[start of EXCERPT TO READ]

Thank you for teaching me that doing a small thing in love can shatter darkness. Thank you for teaching me that the way we treat children matters, even when their sadness might seem slight or trivial. Thank you, always, for the cheese and sausage and crackers. I love you, too.
Yours,
Bethany
My grandfather as a young man. |
Monday, October 21, 2013
30 Days to 30
In thirty days, I will be thirty years old. Yesterday I asked some friends how they thought I should celebrate this transition, and the ever-wise Liz suggested I write to thirty people who have shaped my life and ways. Her suggestion resonated with something I've wanted to do for a long time with this blog: provide my readers with a sense of the great cloud of witnesses surrounding and sustaining me in my quest for Home. Over the next thirty days, I will post letters each day to a person or community that has helped bring me through thirty glad years of life.
Dear Students,
For twenty years, I waited for you. Coming home from kindergarten, I would set up schools for my dolls and teach them songs. Years later, as a college freshman I would slip into empty classrooms and cover the boards in sonnets and sentence diagrams. I taught myself by imagining you with me.
I met you first in China. You were Chinese, South Korean, and Uzbek, shy and respectful, eager to learn English. I was twenty and terrified, stumbling my way through each day's lesson. You plunged into our course, studied and struggled, laughed and wondered. You called me, "Teacher! Teacher!" slipped your arms through mine, and led me down to Yanji, guiding me through rainy streets. You were Misha, who would laugh, in that deep Uzbek accent, "Ah, you name iz Bear! The animal! But you are such a little bear!" You were Tak-Bong, who cried with me on the day I left China behind. You were Pu Zhen, who made me promise to visit your home in Tibet on my honeymoon.

[end of EXCERPT TO READ]

SHORT EXERCISE 1 ->
In the blog excerpt, rewrite the passage that begins at "Thank you for teaching me that doing" and stops after "love you, too.", swapping "darkness" for "gloom".
SHORT EXERCISE 2 ->
Answer these questions from the blog excerpt.
(a) Who suggested writing to thirty people?
(b) In what country did the writer first meet students?
(c) Where did Pu Zhen ask the writer to visit?

[start of DATASET]

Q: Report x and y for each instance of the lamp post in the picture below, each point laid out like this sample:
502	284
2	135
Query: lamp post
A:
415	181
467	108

[end of DATASET]
[start of DATASET]

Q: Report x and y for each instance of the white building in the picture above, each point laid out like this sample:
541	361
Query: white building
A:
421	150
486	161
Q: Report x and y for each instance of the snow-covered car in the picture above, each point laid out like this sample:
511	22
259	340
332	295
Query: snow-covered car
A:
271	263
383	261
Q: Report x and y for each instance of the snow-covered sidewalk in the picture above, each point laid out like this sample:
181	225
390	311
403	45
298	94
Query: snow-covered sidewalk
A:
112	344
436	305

[end of DATASET]

WRITTEN RESPONSE 1 ->
Thank you for teaching me that doing a small thing in love can shatter gloom. Thank you for teaching me that the way we treat children matters, even when their sadness might seem slight or trivial. Thank you, always, for the cheese and sausage and crackers. I love you, too.

WRITTEN RESPONSE 2 ->
(a) Liz
(b) China
(c) Pu Zhen's home in Tibet, on the writer's honeymoon